提取的记录

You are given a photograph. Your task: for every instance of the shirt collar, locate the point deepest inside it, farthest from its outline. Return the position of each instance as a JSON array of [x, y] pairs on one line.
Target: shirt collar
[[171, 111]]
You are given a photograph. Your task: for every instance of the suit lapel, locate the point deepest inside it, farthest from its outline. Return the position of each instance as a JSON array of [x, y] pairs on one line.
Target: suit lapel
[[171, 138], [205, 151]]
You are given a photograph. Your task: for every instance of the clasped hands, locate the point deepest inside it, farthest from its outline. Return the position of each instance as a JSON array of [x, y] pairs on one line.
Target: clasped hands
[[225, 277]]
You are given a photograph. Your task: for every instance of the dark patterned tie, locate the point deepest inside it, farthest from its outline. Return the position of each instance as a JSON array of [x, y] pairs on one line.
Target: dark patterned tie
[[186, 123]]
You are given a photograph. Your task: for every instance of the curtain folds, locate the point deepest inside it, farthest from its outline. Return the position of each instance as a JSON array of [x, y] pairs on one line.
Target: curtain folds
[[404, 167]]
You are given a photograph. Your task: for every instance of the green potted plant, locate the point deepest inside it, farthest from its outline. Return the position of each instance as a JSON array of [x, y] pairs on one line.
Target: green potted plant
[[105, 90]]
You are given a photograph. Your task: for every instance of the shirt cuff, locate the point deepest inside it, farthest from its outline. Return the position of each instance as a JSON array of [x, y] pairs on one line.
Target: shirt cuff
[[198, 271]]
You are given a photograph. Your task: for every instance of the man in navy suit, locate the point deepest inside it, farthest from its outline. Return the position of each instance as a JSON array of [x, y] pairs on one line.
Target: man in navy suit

--- 练习说明 ---
将上面所有行中的“Target”换成“Label”，其余内容一律不变，把这些行重新写出来。

--- 书面解答 ---
You are given a photograph. Your task: for every instance of the shirt collar, locate the point deepest inside it, farthest from its outline. Return the position of each instance as a JSON array of [x, y] pairs on one line.
Label: shirt collar
[[171, 111]]
You are given a photograph. Your task: for every instance of the suit lapel, locate the point deepest inside it, farthest from its outline. Return the position of each instance as a JSON array of [x, y] pairs on one line.
Label: suit lapel
[[171, 138], [205, 151]]
You are given a photograph. Your task: for every instance of the clasped hands, locate the point deepest inside it, farthest from its outline. Return the position of each instance as a JSON array of [x, y] pairs on one line.
Label: clasped hands
[[225, 277]]
You are given a photograph. Your task: for every instance of the dark patterned tie, locate the point deepest inside it, farthest from its outline. Return the position of each instance as a JSON array of [x, y] pairs on one line.
Label: dark patterned tie
[[186, 123]]
You are given a photograph. Your task: for every instance of the curtain folds, locate the point deepest inside it, farthest from its outline. Return the position of each instance as a JSON array of [x, y] pairs on one line.
Label: curtain folds
[[404, 167]]
You are given a photograph. Your task: for every instance of the green potted plant, locate the point deepest inside it, farthest from its outline. Return the position of each instance as a JSON array of [x, y] pairs on one line.
Label: green potted plant
[[105, 90]]
You are given a photograph. Your task: for every instance of the shirt cuff, locate the point deepest inside it, farthest from its outline. Return the position of each instance as a JSON array of [x, y] pairs on one line.
Label: shirt cuff
[[198, 271]]
You are given a photograph. Your task: for every instance of the man in navy suit, locate the point deepest inside it, farthest from its outline. Return the position of each instance as a JSON array of [x, y] pairs on one line.
Label: man in navy suit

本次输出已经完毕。